Data shown.
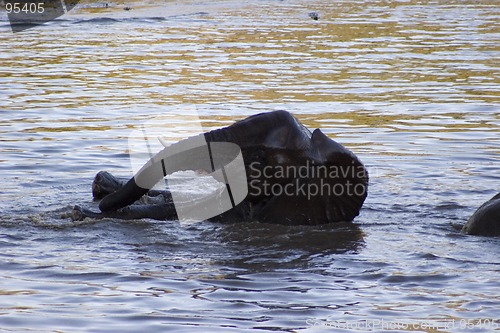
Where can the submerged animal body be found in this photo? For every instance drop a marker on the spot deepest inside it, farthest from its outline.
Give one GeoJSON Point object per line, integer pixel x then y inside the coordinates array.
{"type": "Point", "coordinates": [486, 220]}
{"type": "Point", "coordinates": [293, 176]}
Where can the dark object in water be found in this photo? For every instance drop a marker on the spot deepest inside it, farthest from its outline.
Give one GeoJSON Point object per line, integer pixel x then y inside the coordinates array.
{"type": "Point", "coordinates": [294, 177]}
{"type": "Point", "coordinates": [486, 220]}
{"type": "Point", "coordinates": [314, 16]}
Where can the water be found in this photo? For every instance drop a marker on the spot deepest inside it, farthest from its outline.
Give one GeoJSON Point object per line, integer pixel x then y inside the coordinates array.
{"type": "Point", "coordinates": [410, 86]}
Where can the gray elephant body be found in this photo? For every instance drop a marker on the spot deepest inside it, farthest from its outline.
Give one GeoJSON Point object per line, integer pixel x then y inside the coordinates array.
{"type": "Point", "coordinates": [486, 220]}
{"type": "Point", "coordinates": [268, 141]}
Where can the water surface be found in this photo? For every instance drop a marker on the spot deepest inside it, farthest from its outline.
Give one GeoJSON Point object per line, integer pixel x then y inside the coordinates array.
{"type": "Point", "coordinates": [411, 87]}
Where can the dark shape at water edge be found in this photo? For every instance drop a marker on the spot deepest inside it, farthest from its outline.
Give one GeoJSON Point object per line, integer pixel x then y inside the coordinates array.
{"type": "Point", "coordinates": [486, 220]}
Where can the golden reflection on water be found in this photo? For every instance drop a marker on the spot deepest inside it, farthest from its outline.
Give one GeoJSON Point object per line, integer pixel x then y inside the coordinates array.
{"type": "Point", "coordinates": [370, 51]}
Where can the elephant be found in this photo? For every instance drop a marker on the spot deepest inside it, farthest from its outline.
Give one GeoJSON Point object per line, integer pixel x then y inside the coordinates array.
{"type": "Point", "coordinates": [291, 176]}
{"type": "Point", "coordinates": [486, 220]}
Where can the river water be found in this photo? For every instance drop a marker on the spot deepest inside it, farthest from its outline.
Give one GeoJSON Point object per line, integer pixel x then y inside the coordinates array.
{"type": "Point", "coordinates": [410, 86]}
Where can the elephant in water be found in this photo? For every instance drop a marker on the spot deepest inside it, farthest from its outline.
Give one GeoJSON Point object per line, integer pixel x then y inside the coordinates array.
{"type": "Point", "coordinates": [486, 220]}
{"type": "Point", "coordinates": [292, 176]}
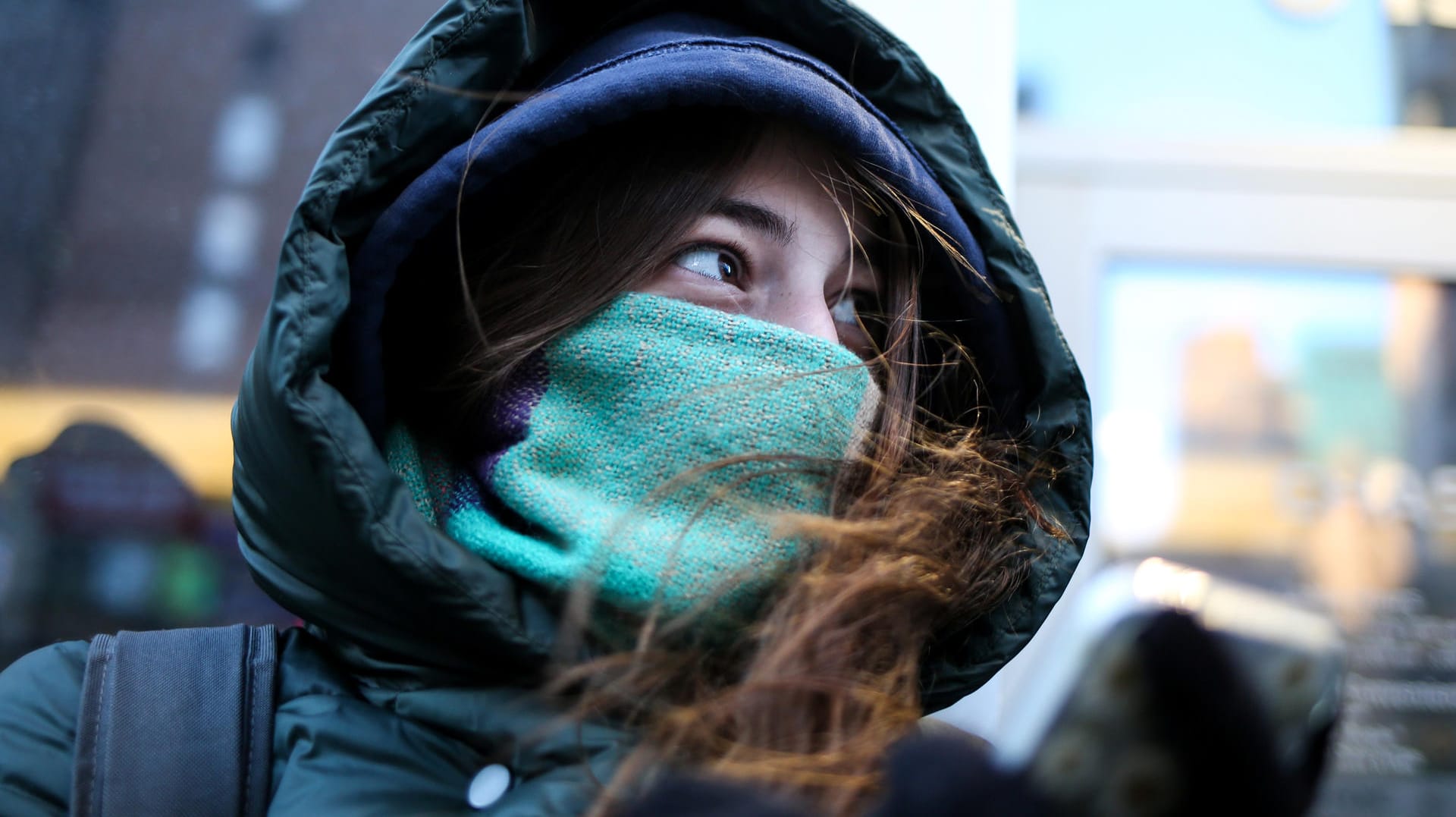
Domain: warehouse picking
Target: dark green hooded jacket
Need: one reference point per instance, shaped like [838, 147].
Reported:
[419, 658]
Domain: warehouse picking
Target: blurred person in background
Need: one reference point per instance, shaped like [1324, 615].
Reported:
[644, 389]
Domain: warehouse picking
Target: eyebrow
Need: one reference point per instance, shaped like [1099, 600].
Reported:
[758, 218]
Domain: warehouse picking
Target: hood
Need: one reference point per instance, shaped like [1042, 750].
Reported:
[334, 535]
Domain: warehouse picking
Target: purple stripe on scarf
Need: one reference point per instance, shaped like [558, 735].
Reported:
[507, 421]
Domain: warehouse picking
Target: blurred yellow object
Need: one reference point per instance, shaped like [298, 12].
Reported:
[1232, 504]
[191, 433]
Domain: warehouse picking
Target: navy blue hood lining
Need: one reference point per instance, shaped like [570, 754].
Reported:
[669, 61]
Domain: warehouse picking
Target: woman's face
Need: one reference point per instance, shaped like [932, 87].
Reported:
[781, 248]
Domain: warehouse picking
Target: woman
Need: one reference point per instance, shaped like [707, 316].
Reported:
[774, 210]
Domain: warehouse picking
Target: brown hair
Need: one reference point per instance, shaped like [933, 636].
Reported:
[925, 529]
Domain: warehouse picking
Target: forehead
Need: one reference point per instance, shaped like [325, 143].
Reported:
[795, 169]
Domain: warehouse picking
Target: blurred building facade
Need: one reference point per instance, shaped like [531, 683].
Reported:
[155, 152]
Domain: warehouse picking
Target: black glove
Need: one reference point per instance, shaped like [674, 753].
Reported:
[1216, 730]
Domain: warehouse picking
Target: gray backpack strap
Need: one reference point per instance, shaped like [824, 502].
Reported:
[177, 721]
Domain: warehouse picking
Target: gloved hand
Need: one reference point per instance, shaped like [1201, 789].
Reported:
[1206, 718]
[1212, 723]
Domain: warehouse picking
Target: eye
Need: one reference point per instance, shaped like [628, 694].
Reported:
[711, 262]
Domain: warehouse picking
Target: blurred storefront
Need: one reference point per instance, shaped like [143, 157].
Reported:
[1244, 218]
[153, 156]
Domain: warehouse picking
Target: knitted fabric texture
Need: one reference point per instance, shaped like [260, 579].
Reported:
[650, 449]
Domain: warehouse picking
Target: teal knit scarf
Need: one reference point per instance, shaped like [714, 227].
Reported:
[648, 451]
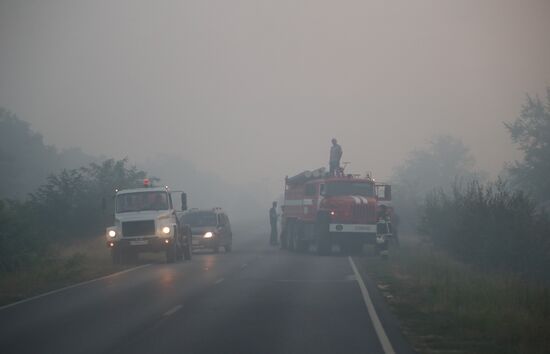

Stated problem. Pull every line from the listing above that contains the string "dark", and copy each one. Treat the match as case-sensitive.

Solved exercise.
Where can the dark object in water be found in this photo? For every instance drop a marker on the spot deepest inside it, farthest from its outline.
Where can the dark shape at water edge be found in this photo? For every instance drop a marker on the spot deepest inside it, farthest from its outline.
Target: dark green hooded jacket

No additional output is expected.